** REQUIREMENT **
What is needed here is a faithful repeat of every entry, with no character changed.

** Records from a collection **
********
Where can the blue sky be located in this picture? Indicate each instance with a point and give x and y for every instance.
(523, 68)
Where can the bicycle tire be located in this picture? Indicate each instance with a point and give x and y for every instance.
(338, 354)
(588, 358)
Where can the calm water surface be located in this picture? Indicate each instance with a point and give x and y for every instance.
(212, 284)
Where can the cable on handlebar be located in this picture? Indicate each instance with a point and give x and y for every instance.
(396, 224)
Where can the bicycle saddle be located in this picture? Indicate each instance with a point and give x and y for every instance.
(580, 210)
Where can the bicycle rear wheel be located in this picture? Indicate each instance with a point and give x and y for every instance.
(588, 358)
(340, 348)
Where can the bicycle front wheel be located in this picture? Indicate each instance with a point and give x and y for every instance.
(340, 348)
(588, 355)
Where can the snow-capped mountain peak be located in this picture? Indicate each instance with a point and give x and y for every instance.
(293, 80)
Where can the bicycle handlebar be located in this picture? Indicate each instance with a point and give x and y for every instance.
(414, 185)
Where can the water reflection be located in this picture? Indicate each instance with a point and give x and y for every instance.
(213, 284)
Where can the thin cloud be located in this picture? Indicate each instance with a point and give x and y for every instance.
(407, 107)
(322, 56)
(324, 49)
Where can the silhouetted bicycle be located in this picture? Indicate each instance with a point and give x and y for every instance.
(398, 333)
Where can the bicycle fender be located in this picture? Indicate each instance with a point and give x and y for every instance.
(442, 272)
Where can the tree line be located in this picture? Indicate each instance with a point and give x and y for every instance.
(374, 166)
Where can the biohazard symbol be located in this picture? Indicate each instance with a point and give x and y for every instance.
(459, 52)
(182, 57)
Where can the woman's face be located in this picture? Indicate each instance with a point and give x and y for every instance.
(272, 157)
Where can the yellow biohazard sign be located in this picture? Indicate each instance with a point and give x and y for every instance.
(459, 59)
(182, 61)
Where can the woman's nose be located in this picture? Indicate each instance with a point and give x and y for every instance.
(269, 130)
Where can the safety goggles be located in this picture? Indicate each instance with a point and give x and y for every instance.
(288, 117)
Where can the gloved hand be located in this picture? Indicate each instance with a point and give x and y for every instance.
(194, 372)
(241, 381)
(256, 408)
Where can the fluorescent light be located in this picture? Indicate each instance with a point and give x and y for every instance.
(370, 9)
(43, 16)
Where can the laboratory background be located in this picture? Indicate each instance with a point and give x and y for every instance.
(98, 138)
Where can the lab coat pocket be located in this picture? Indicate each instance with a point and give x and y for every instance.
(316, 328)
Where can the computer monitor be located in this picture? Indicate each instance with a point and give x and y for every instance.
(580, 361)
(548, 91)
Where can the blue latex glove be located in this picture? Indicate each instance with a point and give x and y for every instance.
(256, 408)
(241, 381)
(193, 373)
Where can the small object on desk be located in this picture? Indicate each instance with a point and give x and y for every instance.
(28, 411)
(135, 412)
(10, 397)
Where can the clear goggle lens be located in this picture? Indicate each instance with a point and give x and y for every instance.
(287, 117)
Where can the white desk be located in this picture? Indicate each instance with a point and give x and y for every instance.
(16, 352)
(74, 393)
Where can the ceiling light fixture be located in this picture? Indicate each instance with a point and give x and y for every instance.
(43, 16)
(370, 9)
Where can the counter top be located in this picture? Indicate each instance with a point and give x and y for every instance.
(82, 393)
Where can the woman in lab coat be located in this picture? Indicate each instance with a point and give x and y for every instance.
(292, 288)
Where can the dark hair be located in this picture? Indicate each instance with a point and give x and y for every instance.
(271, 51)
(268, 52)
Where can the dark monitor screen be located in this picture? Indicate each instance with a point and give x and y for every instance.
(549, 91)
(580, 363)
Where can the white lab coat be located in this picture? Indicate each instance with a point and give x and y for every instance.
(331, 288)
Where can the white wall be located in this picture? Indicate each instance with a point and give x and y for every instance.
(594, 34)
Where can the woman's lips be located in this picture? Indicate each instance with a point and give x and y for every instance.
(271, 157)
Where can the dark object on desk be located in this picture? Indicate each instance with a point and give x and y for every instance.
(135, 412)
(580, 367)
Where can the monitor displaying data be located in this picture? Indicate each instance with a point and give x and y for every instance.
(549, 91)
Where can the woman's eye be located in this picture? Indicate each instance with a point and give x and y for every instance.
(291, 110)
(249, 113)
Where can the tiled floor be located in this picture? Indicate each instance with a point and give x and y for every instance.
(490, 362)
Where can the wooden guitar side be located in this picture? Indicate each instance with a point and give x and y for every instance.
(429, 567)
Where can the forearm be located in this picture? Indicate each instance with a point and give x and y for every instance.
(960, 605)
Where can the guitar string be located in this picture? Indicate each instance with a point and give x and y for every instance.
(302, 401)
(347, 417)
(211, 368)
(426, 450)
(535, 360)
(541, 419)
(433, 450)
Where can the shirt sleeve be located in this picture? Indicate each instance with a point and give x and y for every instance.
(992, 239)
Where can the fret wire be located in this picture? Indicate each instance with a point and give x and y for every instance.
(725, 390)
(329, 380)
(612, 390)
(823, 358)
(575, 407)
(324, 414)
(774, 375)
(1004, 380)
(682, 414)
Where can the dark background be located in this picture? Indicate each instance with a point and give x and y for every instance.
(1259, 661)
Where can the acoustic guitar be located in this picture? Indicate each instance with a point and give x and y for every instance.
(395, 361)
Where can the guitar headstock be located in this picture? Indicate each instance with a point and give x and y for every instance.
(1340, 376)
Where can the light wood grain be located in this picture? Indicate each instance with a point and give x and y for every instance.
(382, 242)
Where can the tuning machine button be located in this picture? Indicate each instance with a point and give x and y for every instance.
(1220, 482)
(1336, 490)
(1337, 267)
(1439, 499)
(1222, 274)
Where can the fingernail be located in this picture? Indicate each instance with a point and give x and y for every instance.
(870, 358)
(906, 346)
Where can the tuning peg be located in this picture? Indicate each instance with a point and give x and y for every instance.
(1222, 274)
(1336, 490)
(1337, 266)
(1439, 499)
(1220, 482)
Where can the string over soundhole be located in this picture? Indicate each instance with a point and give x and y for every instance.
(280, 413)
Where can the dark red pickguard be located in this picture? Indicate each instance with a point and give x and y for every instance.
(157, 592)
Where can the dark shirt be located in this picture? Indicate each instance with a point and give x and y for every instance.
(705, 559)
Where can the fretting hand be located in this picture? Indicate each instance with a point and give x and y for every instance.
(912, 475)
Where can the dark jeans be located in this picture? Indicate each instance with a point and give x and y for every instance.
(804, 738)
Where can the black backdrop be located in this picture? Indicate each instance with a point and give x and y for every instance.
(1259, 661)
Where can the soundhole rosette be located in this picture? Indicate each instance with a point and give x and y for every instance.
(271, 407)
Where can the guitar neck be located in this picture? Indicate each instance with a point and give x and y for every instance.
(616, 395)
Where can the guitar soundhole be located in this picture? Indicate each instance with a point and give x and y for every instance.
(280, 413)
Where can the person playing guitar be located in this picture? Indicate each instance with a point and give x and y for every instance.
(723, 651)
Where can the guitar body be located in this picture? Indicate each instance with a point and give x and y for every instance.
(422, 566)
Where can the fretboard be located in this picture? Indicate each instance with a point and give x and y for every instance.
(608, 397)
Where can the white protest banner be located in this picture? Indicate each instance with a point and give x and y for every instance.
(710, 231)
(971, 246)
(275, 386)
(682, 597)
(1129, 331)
********
** RESPONSE TO THIS TASK **
Where can the blue sky be located in this picture? Indicate each instance with a point and give x and y for every instance.
(523, 68)
Where can the bicycle tire be located in this picture? Indicate each instance with a point and give x and y for every instance.
(338, 354)
(588, 358)
Where can the calm water surface be located in this picture? Indicate each instance with a point and give x and y for every instance.
(212, 284)
Where can the cable on handlebar be located in this picture? Indicate each instance with a point and give x and y for every instance.
(396, 224)
Where can the bicycle saddle be located in this picture? Indicate each instance with a point and give x and y for every instance.
(580, 210)
Where can the bicycle rear wheel be located in this picture? Indicate each instance with a point and give x and y for every instance.
(588, 358)
(340, 348)
Where can the bicycle front wheel be located in this picture? Indicate each instance with a point and give x and y for every instance.
(340, 348)
(588, 355)
Where can the snow-capped mountain peak be located in this picture? Indicate each instance with a point and give x and y for every instance.
(293, 80)
Where can the bicycle handlebar be located in this picture? Indicate each instance with a point and give x and y for every instance.
(414, 185)
Where can the water reflection be located in this picture? Indicate each instance with a point and give x and y for every instance.
(213, 284)
Where can the thin cloud be located in this picture? Indicate each instance with a point and give x and y for every instance.
(407, 107)
(322, 56)
(324, 49)
Where can the silhouetted bicycle be located in this picture? Indicate each instance with a point and give x and y for every instance.
(398, 333)
Where can the bicycle fender be located in this picture? Indicate each instance with a point and give x and y for every instance.
(442, 272)
Where can the tree line be located in this picture? Indicate each instance with a point and give x and y for every instance.
(374, 166)
Where can the biohazard symbol be located in this picture? Indicate each instance with a point and give x and y for every instance.
(459, 52)
(182, 57)
Where can the woman's face be located in this picture? Indicate each instance with a point and give x and y for every instance.
(272, 157)
Where can the yellow biohazard sign be located in this picture? Indicate each instance with a point and give x and y for every instance.
(459, 59)
(182, 61)
Where can the woman's nose be located in this picture? Indicate each instance with a point and give x and y for every instance.
(269, 130)
Where can the safety goggles be located in this picture? Indicate each instance with a point and give x and y for every instance.
(288, 117)
Where can the gloved hand be located in this picture? Indicate each instance with a point and give x and y for every instance.
(194, 372)
(241, 381)
(256, 408)
Where can the fluorescent light be located in this picture? Indicate each instance with a point and give x and y for every instance.
(370, 9)
(43, 16)
Where can the laboratory background be located in this picture? Indicate each instance with a point and give x and y for every instance.
(98, 138)
Where can the lab coat pocket be located in this picture? Indicate each instance with a point and give x and y for every instance.
(316, 328)
Where can the computer monitor be located in this picture? Indicate each instance with a point and give x and y for every instance.
(580, 361)
(548, 91)
Where can the blue latex glove be located in this picture? Indicate each instance with a point and give x and y for every instance.
(256, 408)
(241, 381)
(193, 373)
Where can the small object on desk be located in this picture? Indicate each instance with a point and give x and y for every instance.
(28, 411)
(135, 412)
(10, 397)
Where can the clear goggle lens be located in this picture? Indicate each instance with a point and give x and y for every instance.
(287, 117)
Where can the white desk be located in this picture? Indicate each instance with a point and give x and y for every instance.
(16, 352)
(74, 393)
Where can the ceiling light fixture be located in this picture? Indicate each instance with a point and give x and y for every instance.
(43, 16)
(370, 9)
Where can the counter top be located in this picture? Indicate each instance with a point and give x and y for every instance.
(82, 393)
Where can the woman in lab coat be located in this picture? Indicate each instance with a point and give x and y for every instance.
(292, 288)
Where can the dark hair be located in this picture? Indicate each instance with a point and give x and y for every instance.
(271, 51)
(268, 52)
Where can the dark monitor screen be located in this picture? Indicate each instance with a point and give x and y for every instance.
(549, 91)
(580, 363)
Where can the white lab coat be located in this picture? Indicate each instance with a point and give x and y for every instance.
(331, 288)
Where can the white wall be located in this picture? Indicate each instance with a point and give x and y for every instance.
(594, 34)
Where can the woman's lips be located in this picture? Indicate each instance with a point and give x and y for every instance.
(271, 157)
Where can the dark object on desk be located in this picture? Indicate each instance with a point and give x and y for every instance.
(135, 412)
(580, 367)
Where can the monitor displaying data be located in this picture? Indicate each instance with a point and give x and y for every instance.
(549, 91)
Where can the woman's eye be located in this picture? Indicate each instance with a point and give x and y for every instance.
(291, 110)
(249, 113)
Where can the tiled floor be located in this picture? Indicate each instance with a point and give x and y for every instance.
(490, 362)
Where can the wooden guitar side be located in this picture? Indicate each instance with a point and give x and y for every instance.
(429, 567)
Where can the forearm be located in this picture? Indicate each instance with a point and give x and y for every instance.
(960, 605)
Where can the guitar string be located in this picture? Indicate each instance with a point and give x and y for every instance.
(302, 401)
(347, 417)
(211, 368)
(426, 450)
(535, 360)
(541, 419)
(433, 450)
Where can the shirt sleeve be located in this picture? Indicate each instance with a point and give x and y for every instance.
(992, 239)
Where can the fret wire be located in this picture? Indicate each instance with a point and give x and y for every instance.
(725, 390)
(329, 380)
(612, 390)
(823, 358)
(575, 407)
(324, 414)
(774, 375)
(1004, 380)
(682, 414)
Where can the dark background be located in this picture? Indicate each instance with a point and give x and y for every instance.
(1259, 661)
Where can the acoustic guitar be located in this picture? Indicate each instance with a point and give x and y for every instance.
(395, 361)
Where can the guitar headstock be located in this picture? Indicate each instance with a point and give x and y for every instance.
(1340, 376)
Where can the light wood grain be located in this picture? Indicate each instance with a point and give x and y for every instance.
(382, 242)
Where can the tuning machine button be located in this picture? Indicate each instance with a point and give x and y for every instance.
(1220, 482)
(1336, 490)
(1337, 267)
(1439, 499)
(1222, 274)
Where can the fingernail be located in this picture? Indicate each instance with a point and give x and y for every instance.
(870, 358)
(906, 346)
Where can the tuning peg be located in this picture? Indicate each instance with a point and give x and y for every instance.
(1222, 274)
(1336, 490)
(1337, 266)
(1439, 499)
(1220, 482)
Where can the string over soundhole be located in this picture? Indicate each instance with a point and give x and y for every instance.
(280, 413)
Where can the dark red pickguard be located in this picture? Indicate each instance with a point and give x and y for every instance.
(157, 592)
Where can the dark shirt be located in this picture? Indicate each instance with a point and give x and y for every instance.
(705, 559)
Where can the fretting hand be located in this picture? Indicate each instance with a point and give x and y for every instance.
(912, 475)
Where can the dark jeans be located in this picture? Indicate each instance with a point and give x and y for every instance.
(804, 738)
Where can the black backdrop be located in this picture? Indicate each instance with a point and give x and y for every instance.
(1259, 661)
Where can the soundhole rosette be located in this picture? Indicate each instance with a point and give x and y for every instance.
(271, 407)
Where can the guitar neck be located in this picture? Indicate each instance with a point and give x and y for every instance.
(616, 395)
Where can the guitar soundhole be located in this picture? Indicate each instance with a point and give x and y for every instance.
(280, 413)
Where can the person playing guitar be located in this picture? Indicate each instance with a point and give x and y for every instance.
(723, 651)
Where can the guitar body be located in this picture? Indicate each instance with a point and give x and y for every instance.
(422, 566)
Where can the fretboard be located in this picture? Indicate each instance with a point and give x and y for every instance.
(608, 397)
Where can the white protest banner be located in this picture? Indicate each instance with a point and give x and y for every instance.
(710, 231)
(971, 246)
(275, 386)
(682, 597)
(1129, 331)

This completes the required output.